<<<<

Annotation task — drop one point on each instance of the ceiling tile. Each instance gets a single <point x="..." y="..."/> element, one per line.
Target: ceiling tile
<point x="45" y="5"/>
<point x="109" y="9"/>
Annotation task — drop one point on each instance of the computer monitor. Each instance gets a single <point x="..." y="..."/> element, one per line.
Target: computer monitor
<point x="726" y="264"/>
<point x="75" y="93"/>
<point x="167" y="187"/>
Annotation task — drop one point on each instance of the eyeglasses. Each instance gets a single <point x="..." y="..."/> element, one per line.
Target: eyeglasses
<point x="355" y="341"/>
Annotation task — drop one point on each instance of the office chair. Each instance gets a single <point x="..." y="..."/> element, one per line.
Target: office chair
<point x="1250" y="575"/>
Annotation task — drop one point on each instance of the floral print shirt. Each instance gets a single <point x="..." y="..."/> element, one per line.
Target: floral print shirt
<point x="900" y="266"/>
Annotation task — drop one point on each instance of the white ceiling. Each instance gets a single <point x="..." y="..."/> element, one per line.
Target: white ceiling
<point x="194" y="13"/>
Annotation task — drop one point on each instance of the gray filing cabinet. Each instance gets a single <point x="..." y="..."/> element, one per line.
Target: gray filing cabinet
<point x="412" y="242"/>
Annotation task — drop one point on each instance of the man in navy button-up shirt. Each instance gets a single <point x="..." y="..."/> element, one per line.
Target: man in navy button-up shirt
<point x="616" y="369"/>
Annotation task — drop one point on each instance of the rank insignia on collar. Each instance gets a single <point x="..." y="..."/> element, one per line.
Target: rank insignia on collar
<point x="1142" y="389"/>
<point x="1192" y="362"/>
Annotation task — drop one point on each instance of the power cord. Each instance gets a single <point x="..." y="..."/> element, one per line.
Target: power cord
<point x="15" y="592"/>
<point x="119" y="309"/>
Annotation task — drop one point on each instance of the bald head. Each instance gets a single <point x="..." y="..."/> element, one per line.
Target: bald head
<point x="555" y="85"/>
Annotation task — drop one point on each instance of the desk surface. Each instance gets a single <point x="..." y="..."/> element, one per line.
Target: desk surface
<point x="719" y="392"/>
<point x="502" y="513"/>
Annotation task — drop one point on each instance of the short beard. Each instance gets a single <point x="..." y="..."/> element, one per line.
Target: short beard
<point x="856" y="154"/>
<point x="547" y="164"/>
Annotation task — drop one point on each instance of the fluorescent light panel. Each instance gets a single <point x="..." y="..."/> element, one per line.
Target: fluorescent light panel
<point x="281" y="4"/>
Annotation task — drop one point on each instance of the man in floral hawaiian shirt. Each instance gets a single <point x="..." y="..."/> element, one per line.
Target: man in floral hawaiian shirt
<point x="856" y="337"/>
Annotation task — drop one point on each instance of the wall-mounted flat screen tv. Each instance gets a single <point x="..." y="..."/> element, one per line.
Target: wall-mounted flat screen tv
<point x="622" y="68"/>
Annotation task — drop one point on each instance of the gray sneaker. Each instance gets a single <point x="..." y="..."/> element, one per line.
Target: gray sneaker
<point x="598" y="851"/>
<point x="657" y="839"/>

>>>>

Recast the records, starting with the line that contains "of the desk" and going on through the end of the records, as a two-column CSV with the headers instruction and points. Give one row per record: its text and its answer, each in a single quoted field with line breaks turned into spaces.

instruction,points
"Annotation task — drop one point on each instance of the desk surface. Each instance gets a single <point x=""..."" y=""...""/> element, one per line. Target: desk surface","<point x=""719"" y=""392""/> <point x=""502"" y=""513""/>"
"Annotation task — drop one point on each instance of the short beard. Each instance gets a single <point x=""..."" y=""...""/> element, one per line. Target: short beard","<point x=""856"" y=""154""/> <point x=""547"" y=""164""/>"
"Annotation task — drop one point on each instance of the fluorescent light panel. Each instance gets a single <point x=""..."" y=""...""/> element, one per line. Target: fluorescent light panel","<point x=""281"" y=""4""/>"
"Annotation task — drop one point on each instance of the man in floral hawaiian shirt. Each instance gets a single <point x=""..."" y=""...""/> element, one per line. Target: man in floral hawaiian shirt","<point x=""856"" y=""337""/>"
"Annotation task — drop one point on each instance of the wall-mounted flat screen tv. Each instance gets a single <point x=""..."" y=""...""/> element, one per line. Target: wall-mounted flat screen tv","<point x=""622"" y=""68""/>"
"Annotation task — drop one point on each instance of the gray sneaker. Each instance gets a single <point x=""..."" y=""...""/> element, one per line. Target: gray sneaker","<point x=""598"" y=""851""/> <point x=""657"" y=""839""/>"